--- PAGE TEXT ---
Monday, December 1, 2014: Buck Owens invented the “Bakersfield Sound,” hosted Hee-Haw and became one of country music’s biggest stars – all while breaking every rule of Nashville. Bob talks with Grammy-nominated record producer Randy Poe about his “autobiography” of Owens titled Buck ‘Em! Poe’s primary source was Buck’s own words – before he died, Owens had recounted his life story on nearly a hundred hours of cassette tapes.
Tuesday, December 2, 2014: Ann Patchett is a best-selling novelist, the owner of an independent book store in Nashville and always a welcome guest on this program. All she’s ever wanted to do with her life is get paid to write fiction, but early in her career, that wasn’t a recipe for financial stability. Instead, she wrote essays. Lots and lots of essays. They appeared in a range of publications from The Atlantic to Outside, and her latest book, This is the Story of a Happy Marriage, collects twenty-two of those essays. Taken together, they chronicle Patchett’s path from a struggling young artist to a confident writer. Today is also her 61st birthday.
Wednesday, December 3, 2014: Today we begin with a listener request. The Interrupters is a documentary that tells the story of three people who work to protect their neighborhoods from the violence they themselves were once a part of. Their job titles are “violence interrupters” and that’s exactly what they do —- step into escalating situations to try to stop the violence before it starts. The film has been praised by critics and it won many awards on the festival circuit. Bob speaks with the film’s director, Steve James, and then he returns for a double feature. Last year, James directed another highly-regarded and moving documentary called Life Itself. It tells the remarkable story of the late, great film critic Roger Ebert, and is based on his 2011 memoir of the same name. Ebert died last April following a decade-long battle with cancer.
Thursday, December 4, 2014: Paul Williams is a well-known actor from television shows and movies of the past three decades. He has also written a range of hits for The Carpenters, Three Dog Night, Helen Reddy - and Kermit the Frog. Bob talks with Williams about those aspects of his career – as well as his job as the president of ASCAP, the American Society of Composers, Authors and Publishers. Then Bob talks with singer Yusuf Islam. When he was known as Cat Stevens, he was one of the most beloved songwriters of his generation. But at the height of his fame in 1977 and with eight gold records to his name, Stevens converted to Islam, changed his name to Yusuf, and left music to do philanthropic work in the Muslim community. He returned to music in 1995, and tonight in Philadelphia launches the US leg of his current tour.
Friday, December 5, 2014: Another listener request begins today’s show. Few sculptors can claim the renown and success that Richard Serra has achieved in his forty year career. He’ll discuss some of his sculptures with Bob, but Serra is also known for his drawings. The Metropolitan Museum of Art exhibited a retrospective of his drawings in 2011. It was the first retrospective of Serra’s drawings and displayed the varied abilities of this visionary artist. Then, we present the story of a small town in Alabama that made big, defiant music. Muscle Shoals has drawn in musicians such as Aretha Franklin, Greg Allman, Bono, Jimmy Cliff, Etta James, Alicia Keys, Mick Jagger, and Keith Richards, producing hits such as “I’ll Take You There,” “Brown Sugar,” “When a Man Loves a Woman,” and “Freebird.” Freddy Camalier is the director of the documentary film, Muscle Shoals which illustrates and explains the town’s special relationship with music.
--- DATASET CONTENT ---
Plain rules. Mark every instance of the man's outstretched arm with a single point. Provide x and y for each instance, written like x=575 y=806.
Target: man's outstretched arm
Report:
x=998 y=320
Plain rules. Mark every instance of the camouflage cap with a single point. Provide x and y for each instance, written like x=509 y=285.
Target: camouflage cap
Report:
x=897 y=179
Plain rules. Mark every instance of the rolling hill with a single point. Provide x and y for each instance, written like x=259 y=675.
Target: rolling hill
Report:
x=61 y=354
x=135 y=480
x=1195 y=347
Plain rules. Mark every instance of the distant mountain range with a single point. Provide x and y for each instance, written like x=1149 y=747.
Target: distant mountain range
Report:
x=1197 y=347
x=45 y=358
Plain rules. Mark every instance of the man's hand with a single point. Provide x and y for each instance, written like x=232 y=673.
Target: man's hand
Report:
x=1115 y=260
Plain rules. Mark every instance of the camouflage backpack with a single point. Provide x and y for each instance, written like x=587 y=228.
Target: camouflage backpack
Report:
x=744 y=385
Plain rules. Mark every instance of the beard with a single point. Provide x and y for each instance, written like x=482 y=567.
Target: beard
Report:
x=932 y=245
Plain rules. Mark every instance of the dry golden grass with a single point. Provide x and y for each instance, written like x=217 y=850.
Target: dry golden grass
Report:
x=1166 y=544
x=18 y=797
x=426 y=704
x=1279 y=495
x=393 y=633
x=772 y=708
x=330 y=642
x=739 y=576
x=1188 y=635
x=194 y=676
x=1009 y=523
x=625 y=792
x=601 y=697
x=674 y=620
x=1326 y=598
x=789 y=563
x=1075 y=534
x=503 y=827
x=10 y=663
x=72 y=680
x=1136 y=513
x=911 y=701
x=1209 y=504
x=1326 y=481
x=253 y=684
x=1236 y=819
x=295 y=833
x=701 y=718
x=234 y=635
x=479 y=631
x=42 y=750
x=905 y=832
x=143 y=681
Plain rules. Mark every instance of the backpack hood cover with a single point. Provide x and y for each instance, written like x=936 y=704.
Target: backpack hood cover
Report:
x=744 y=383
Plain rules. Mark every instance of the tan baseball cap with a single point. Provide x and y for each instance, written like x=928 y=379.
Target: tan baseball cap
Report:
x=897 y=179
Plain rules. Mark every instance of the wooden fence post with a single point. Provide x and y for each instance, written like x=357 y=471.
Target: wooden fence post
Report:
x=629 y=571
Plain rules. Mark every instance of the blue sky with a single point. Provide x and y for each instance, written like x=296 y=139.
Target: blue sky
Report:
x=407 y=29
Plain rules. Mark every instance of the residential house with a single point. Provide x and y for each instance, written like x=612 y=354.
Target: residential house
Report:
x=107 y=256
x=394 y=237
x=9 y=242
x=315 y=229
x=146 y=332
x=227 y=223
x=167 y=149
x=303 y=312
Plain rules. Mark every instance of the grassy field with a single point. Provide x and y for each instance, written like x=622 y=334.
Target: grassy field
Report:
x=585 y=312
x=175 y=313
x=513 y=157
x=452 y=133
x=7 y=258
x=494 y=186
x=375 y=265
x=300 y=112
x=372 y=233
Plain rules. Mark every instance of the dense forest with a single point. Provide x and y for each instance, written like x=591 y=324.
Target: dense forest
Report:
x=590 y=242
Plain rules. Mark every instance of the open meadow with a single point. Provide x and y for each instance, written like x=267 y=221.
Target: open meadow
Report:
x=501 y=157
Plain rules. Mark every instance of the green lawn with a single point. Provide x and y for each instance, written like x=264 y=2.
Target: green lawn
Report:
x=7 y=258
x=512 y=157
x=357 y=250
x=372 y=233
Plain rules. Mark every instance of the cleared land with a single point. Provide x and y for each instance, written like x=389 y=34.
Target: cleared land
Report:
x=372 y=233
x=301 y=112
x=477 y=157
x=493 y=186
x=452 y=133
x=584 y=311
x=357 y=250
---
* [EXERCISES]:
1/ In the program listings, rewrite everything from "Thursday, December 4, 2014: Paul" down to "his current tour.", replacing "tour" with "concert tour".
2/ Answer these questions using the program listings.
(a) How many essays does Ann Patchett's book This is the Story of a Happy Marriage collect?
(b) In what year did Cat Stevens convert to Islam?
(c) Which museum exhibited a retrospective of Richard Serra's drawings in 2011?

* [SOLUTIONS TO EACH TASK]:
1/
Thursday, December 4, 2014: Paul Williams is a well-known actor from television shows and movies of the past three decades. He has also written a range of hits for The Carpenters, Three Dog Night, Helen Reddy - and Kermit the Frog. Bob talks with Williams about those aspects of his career – as well as his job as the president of ASCAP, the American Society of Composers, Authors and Publishers. Then Bob talks with singer Yusuf Islam. When he was known as Cat Stevens, he was one of the most beloved songwriters of his generation. But at the height of his fame in 1977 and with eight gold records to his name, Stevens converted to Islam, changed his name to Yusuf, and left music to do philanthropic work in the Muslim community. He returned to music in 1995, and tonight in Philadelphia launches the US leg of his current concert tour.

2/
(a) Twenty-two.
(b) 1977.
(c) The Metropolitan Museum of Art.